## Task description
Set down the data below without change, skipping the pictures it holds.

## Dataset
"""
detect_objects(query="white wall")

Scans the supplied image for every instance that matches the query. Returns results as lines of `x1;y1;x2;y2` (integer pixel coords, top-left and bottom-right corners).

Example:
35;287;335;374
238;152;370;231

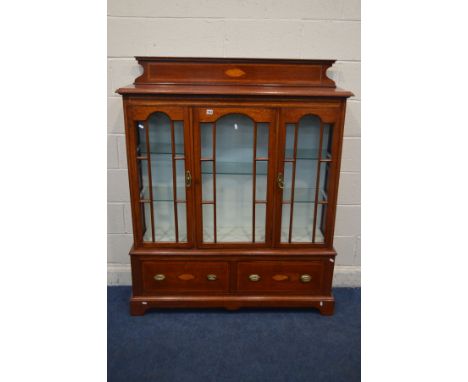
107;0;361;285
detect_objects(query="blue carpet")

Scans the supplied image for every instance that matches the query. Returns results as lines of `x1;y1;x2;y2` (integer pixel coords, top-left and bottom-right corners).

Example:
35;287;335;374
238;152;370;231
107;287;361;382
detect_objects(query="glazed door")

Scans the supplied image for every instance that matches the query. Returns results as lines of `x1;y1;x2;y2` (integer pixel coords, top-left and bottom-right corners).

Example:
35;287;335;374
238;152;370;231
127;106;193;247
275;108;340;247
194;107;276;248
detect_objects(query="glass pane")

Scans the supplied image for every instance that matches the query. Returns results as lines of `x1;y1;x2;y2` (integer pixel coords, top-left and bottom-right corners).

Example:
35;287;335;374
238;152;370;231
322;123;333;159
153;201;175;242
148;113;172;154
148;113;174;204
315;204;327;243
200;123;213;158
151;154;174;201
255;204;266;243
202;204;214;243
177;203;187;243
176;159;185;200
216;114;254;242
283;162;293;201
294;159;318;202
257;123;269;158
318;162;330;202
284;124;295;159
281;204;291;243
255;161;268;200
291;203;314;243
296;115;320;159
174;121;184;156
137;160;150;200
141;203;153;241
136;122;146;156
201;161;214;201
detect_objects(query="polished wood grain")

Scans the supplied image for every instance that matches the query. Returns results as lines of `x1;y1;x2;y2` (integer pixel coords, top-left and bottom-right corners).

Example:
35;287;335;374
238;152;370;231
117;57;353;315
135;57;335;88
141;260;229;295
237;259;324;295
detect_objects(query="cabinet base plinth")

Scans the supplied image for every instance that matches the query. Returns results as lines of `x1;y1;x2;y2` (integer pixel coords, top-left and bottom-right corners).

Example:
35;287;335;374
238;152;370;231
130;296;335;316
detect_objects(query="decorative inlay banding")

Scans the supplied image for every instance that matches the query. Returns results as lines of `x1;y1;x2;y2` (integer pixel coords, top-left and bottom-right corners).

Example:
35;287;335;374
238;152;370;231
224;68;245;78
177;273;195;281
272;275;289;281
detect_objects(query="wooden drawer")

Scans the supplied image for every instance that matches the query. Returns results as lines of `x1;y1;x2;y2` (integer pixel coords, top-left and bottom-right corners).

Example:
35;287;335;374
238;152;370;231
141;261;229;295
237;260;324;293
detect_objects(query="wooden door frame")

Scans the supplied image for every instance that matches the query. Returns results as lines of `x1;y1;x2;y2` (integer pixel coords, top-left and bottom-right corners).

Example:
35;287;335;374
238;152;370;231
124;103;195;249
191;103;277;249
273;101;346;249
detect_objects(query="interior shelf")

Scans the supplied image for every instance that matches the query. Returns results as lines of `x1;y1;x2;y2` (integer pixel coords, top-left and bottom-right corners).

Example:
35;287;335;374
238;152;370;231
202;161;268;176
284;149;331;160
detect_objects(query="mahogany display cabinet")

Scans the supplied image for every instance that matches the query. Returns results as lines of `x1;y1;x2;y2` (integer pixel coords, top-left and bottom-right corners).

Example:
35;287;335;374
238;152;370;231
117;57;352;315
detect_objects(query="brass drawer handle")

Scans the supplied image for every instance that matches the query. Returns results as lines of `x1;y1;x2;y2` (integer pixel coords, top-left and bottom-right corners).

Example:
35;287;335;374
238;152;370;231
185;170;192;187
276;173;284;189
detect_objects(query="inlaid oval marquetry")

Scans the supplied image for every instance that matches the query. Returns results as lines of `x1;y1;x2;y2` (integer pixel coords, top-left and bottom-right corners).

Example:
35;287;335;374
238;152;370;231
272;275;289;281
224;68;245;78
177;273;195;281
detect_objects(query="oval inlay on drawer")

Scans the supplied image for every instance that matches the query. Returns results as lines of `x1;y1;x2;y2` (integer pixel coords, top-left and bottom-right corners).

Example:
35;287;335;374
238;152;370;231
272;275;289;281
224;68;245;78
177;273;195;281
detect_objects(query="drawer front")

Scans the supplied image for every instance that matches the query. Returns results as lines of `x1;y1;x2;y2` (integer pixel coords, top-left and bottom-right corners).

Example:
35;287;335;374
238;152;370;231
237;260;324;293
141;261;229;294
"""
## Result for this task
detect_objects(query="white wall")

Scans the supplied image for every instance that matches the query. Returns results as lines of `x1;y1;x2;y2` (integer pixel coords, top-left and bottom-right corners).

Example:
35;287;335;374
238;152;370;231

107;0;361;285
detect_objects(query="blue carpet")

Scans the supplied image for every instance that matches the query. Returns results as lines of `x1;y1;x2;y2` (integer pixel coords, top-left and bottom-right corners).

Example:
35;287;335;374
238;152;370;231
107;287;361;382
detect_objects(query="glazed door")

Scans the supplied image for every instance that matches the query. Returns results as lines of `x1;y1;x2;y2` (integer pixel coords, top-left and bottom-right corners).

Example:
35;287;335;374
238;152;370;231
127;106;193;247
275;108;340;247
194;107;276;248
detect_objects(query="glass pane")

Scans the supplied image for every instance that matches the query. Returns results as lines of `x1;y1;x2;y2` (integer pixel coords, top-left and bottom-right corners).

Example:
35;287;335;374
238;152;370;231
322;123;333;159
153;201;175;242
148;113;172;154
148;113;174;204
315;204;327;243
200;123;213;158
151;154;174;201
255;204;266;243
202;204;214;243
177;203;187;243
176;159;185;200
216;114;254;242
283;162;293;201
294;159;318;202
257;123;269;158
318;162;330;202
284;124;295;159
281;204;291;243
255;161;268;200
291;203;314;243
296;115;320;159
174;121;184;156
137;160;150;200
141;203;153;241
136;122;146;156
201;161;214;201
detect_objects(query="polished wood grain")

Scans the supplied image for every instance that matches the query. Returns results as lines of `x1;y1;x2;y2` (integer pixel coords, top-left and bottom-right corners).

Example:
35;287;335;374
238;152;370;231
117;57;353;315
135;57;335;88
141;260;229;295
237;259;324;295
detect_objects(query="cabinet base plinth")

Scans the supplied image for every instance that matches the query. Returns results as lines of `x1;y1;x2;y2` (integer pixel coords, top-left and bottom-right corners).

Example:
35;287;335;374
238;152;370;231
130;296;335;316
detect_objects(query="decorative inlay banding")

Scans the supplied image for every instance that matches the query. Returns results as lines of `x1;y1;x2;y2` (integer pixel coords, top-left and bottom-right corners).

Example:
35;287;335;374
238;152;370;231
224;68;245;78
177;273;195;281
272;275;289;281
detect_objects(query="wooden drawer")

Scans the supplied image for every instance that matches the query. Returns results as lines of `x1;y1;x2;y2` (integer pixel coords, top-left and bottom-right corners).

Example:
35;287;335;374
238;152;370;231
141;261;229;295
237;260;324;293
detect_objects(query="wooden door frame")

Scans the supplied image for every instance that matches the query. Returns results as lines of `x1;y1;x2;y2` (integer pixel coords, top-left and bottom-right corners).

Example:
35;287;335;374
238;152;370;231
124;103;195;249
191;103;277;249
273;101;346;249
detect_objects(query="interior shelf")

Scans the supplied image for every instance that matches the query. Returns results as lines of `x1;y1;x2;y2` (integer pixel coords, top-left and bottom-right corners).

Example:
35;287;335;374
238;152;370;231
202;161;268;176
284;149;331;160
detect_objects(query="mahogany display cabinet")

Scans the supplied image for every instance that matches the query. Returns results as lines of `x1;y1;x2;y2` (integer pixel coords, top-left and bottom-right corners).

Example:
35;287;335;374
238;152;370;231
117;57;352;315
detect_objects(query="brass drawer handle")

Scans the supplied image for every instance that matches the query. Returns results as lines of `x1;y1;x2;y2` (integer pixel coords, top-left and bottom-right corners).

Example:
35;287;335;374
238;152;370;231
185;170;192;187
276;173;284;189
detect_objects(query="inlaid oval marquetry")

Scans the supplied image for every instance that matches the query. Returns results as lines of `x1;y1;x2;y2` (integer pixel coords, top-left and bottom-right corners).

Example:
35;287;335;374
238;152;370;231
272;275;289;281
224;68;245;78
177;273;195;281
detect_objects(query="oval inlay on drawer")

Scans the supplied image for every instance that matches the query. Returns results as lines of `x1;y1;x2;y2` (integer pixel coords, top-left and bottom-right corners).

Example:
35;287;335;374
238;152;370;231
272;275;289;281
224;68;245;78
177;273;195;281
detect_objects(query="drawer front")

Scans the supplied image for every instance that matches the query. Returns results as lines of `x1;y1;x2;y2` (integer pixel coords, top-left and bottom-right corners).

Example:
35;287;335;374
238;152;370;231
237;260;324;293
141;261;229;294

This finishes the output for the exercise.